◆ Exercise requirements ◆
Please transcribe the data that follows exactly, from its first line through the line that contains "column 90, row 111".

◆ Supplied records ◆
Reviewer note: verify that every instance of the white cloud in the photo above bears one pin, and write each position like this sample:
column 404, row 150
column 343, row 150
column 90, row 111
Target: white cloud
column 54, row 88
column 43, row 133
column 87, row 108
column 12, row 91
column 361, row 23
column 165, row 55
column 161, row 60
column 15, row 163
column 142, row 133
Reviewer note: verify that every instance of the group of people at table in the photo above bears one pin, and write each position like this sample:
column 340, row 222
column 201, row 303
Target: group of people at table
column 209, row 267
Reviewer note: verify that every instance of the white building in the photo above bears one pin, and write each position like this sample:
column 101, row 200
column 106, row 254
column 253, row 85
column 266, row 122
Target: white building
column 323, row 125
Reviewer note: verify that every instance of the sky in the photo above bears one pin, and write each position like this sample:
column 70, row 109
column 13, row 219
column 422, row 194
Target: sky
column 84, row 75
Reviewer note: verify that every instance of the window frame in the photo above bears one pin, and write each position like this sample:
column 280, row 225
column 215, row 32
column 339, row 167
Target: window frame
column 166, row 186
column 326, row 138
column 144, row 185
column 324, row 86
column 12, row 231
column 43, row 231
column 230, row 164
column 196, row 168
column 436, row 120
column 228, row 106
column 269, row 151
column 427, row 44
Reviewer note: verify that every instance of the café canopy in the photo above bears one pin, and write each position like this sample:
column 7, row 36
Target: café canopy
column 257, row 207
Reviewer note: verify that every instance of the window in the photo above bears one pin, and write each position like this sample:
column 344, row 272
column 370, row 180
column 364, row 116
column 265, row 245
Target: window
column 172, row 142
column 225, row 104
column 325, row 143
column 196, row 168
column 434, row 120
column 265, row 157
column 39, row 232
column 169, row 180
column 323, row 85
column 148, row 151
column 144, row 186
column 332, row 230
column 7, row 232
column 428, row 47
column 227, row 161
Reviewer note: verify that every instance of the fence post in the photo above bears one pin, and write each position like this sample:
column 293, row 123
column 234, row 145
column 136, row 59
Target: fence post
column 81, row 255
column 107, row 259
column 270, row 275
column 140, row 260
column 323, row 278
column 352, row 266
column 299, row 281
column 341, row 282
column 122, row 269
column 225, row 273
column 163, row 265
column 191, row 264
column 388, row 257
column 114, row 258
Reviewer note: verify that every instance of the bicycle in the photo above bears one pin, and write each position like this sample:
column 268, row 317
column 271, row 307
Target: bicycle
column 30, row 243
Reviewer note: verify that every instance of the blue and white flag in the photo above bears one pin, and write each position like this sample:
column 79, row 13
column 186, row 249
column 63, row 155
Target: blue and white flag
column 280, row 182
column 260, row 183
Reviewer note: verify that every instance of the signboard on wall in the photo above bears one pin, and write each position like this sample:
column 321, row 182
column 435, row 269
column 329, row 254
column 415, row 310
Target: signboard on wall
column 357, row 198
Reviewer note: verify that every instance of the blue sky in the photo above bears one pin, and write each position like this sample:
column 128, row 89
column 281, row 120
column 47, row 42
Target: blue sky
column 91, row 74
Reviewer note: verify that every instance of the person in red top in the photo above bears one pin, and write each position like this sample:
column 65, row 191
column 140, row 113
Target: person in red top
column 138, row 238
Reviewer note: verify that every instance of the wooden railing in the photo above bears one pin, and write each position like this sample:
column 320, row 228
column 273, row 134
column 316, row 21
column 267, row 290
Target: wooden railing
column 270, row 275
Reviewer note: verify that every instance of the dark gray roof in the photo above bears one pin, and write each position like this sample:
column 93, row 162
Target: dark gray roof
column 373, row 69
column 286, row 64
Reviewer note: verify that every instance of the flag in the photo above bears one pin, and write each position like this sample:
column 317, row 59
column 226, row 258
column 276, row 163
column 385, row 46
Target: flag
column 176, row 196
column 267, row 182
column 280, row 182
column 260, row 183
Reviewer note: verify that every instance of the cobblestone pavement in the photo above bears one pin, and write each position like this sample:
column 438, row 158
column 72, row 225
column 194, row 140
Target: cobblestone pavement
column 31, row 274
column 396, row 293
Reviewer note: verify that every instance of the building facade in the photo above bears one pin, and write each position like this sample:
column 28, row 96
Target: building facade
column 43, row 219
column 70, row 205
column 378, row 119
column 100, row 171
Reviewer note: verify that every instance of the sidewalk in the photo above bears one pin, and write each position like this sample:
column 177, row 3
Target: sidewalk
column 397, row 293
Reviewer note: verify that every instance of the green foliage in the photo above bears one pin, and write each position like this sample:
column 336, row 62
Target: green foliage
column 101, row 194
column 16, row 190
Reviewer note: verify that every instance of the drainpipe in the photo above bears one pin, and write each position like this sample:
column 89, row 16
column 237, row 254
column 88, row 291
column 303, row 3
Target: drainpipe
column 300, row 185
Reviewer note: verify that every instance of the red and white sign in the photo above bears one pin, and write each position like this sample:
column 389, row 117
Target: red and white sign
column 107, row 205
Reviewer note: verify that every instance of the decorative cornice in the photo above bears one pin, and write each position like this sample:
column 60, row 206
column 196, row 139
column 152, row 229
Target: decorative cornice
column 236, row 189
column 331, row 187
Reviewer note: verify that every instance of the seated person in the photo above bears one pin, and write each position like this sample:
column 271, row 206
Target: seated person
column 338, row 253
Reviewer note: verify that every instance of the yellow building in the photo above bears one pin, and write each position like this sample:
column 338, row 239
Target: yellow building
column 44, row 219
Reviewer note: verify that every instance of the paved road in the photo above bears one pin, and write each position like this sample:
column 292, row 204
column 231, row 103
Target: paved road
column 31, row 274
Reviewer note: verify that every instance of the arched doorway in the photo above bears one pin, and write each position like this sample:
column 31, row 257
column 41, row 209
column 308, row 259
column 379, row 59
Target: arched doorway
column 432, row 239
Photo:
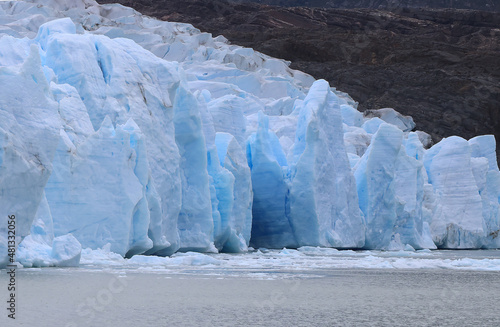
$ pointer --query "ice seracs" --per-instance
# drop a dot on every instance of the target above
(124, 132)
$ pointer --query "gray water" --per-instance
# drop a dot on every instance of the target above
(276, 297)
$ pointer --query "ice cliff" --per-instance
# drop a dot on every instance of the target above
(118, 130)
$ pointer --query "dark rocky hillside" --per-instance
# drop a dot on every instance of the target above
(487, 5)
(440, 66)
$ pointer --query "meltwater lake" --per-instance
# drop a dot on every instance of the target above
(308, 287)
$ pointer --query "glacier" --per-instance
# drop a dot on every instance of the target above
(122, 132)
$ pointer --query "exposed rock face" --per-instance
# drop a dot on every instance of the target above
(488, 5)
(442, 67)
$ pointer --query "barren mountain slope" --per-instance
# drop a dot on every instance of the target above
(440, 66)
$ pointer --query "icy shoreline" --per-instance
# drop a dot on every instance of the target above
(152, 137)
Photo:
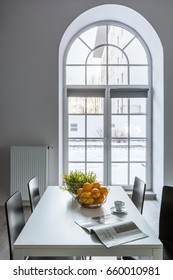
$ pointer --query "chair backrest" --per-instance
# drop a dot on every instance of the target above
(166, 217)
(138, 193)
(15, 218)
(34, 194)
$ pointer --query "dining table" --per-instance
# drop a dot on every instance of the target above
(51, 229)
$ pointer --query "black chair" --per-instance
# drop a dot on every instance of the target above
(15, 219)
(138, 193)
(15, 223)
(34, 194)
(166, 222)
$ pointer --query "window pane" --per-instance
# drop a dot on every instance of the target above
(117, 75)
(116, 56)
(95, 105)
(75, 75)
(119, 150)
(138, 150)
(98, 169)
(119, 173)
(76, 126)
(96, 75)
(138, 75)
(119, 105)
(119, 36)
(94, 150)
(76, 150)
(137, 126)
(76, 166)
(139, 55)
(76, 105)
(95, 126)
(119, 126)
(138, 105)
(98, 56)
(137, 169)
(94, 36)
(77, 53)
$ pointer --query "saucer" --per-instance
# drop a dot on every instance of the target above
(123, 211)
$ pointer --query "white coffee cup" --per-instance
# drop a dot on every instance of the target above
(119, 205)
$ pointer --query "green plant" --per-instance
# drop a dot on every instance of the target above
(75, 179)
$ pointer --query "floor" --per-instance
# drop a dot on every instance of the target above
(150, 212)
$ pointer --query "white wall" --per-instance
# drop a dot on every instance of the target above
(30, 34)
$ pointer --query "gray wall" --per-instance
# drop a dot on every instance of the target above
(30, 33)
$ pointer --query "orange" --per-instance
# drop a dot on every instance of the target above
(87, 186)
(87, 200)
(96, 185)
(99, 199)
(85, 194)
(103, 190)
(95, 193)
(79, 191)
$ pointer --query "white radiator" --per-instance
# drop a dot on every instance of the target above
(25, 163)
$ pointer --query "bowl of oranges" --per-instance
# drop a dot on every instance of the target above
(92, 195)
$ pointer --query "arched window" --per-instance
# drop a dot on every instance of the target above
(107, 104)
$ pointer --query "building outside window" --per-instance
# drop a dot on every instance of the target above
(107, 105)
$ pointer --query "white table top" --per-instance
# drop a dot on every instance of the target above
(51, 229)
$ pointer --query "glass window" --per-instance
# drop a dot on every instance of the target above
(106, 98)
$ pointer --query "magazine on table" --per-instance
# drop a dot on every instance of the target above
(110, 231)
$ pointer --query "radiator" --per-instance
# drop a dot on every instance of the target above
(25, 163)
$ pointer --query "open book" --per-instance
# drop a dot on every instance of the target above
(110, 231)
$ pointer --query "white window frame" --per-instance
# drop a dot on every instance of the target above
(108, 88)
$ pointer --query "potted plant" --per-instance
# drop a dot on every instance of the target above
(75, 180)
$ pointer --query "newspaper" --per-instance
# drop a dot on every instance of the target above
(110, 231)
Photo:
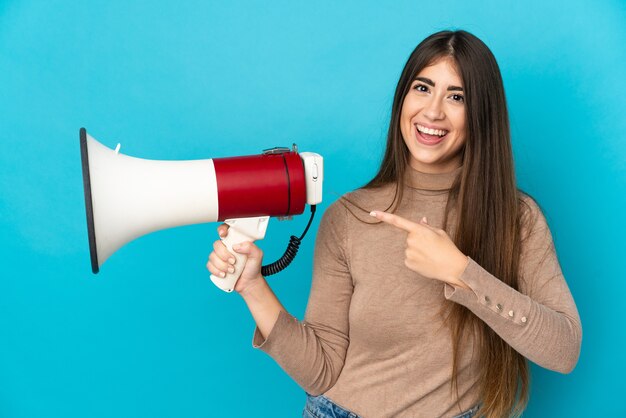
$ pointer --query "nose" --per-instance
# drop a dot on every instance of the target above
(433, 109)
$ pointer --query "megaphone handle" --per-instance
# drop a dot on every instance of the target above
(227, 283)
(241, 230)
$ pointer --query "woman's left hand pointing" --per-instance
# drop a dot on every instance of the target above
(429, 251)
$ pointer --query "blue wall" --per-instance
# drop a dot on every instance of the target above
(150, 336)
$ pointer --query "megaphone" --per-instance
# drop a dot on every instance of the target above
(127, 197)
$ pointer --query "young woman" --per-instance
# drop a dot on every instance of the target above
(431, 304)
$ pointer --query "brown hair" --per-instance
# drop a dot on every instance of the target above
(489, 206)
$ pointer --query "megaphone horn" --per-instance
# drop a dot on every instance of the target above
(127, 197)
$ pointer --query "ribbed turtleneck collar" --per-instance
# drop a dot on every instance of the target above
(426, 181)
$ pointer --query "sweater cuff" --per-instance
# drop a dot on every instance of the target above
(489, 297)
(278, 333)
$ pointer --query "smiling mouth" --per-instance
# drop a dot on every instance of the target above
(431, 132)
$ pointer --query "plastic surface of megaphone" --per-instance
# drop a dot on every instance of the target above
(127, 197)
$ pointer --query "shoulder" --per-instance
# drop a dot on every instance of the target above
(356, 205)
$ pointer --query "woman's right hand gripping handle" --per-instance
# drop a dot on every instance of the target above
(262, 302)
(222, 263)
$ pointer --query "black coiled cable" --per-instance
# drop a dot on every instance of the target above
(290, 252)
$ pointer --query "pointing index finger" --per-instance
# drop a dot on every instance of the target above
(395, 220)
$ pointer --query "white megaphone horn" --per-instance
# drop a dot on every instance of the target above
(127, 197)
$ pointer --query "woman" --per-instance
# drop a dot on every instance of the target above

◆ Response below ◆
Reviewer note: verify that every instance of the white cloud in the photo above bears one pin, and write each position like this sample:
column 404, row 150
column 343, row 150
column 90, row 111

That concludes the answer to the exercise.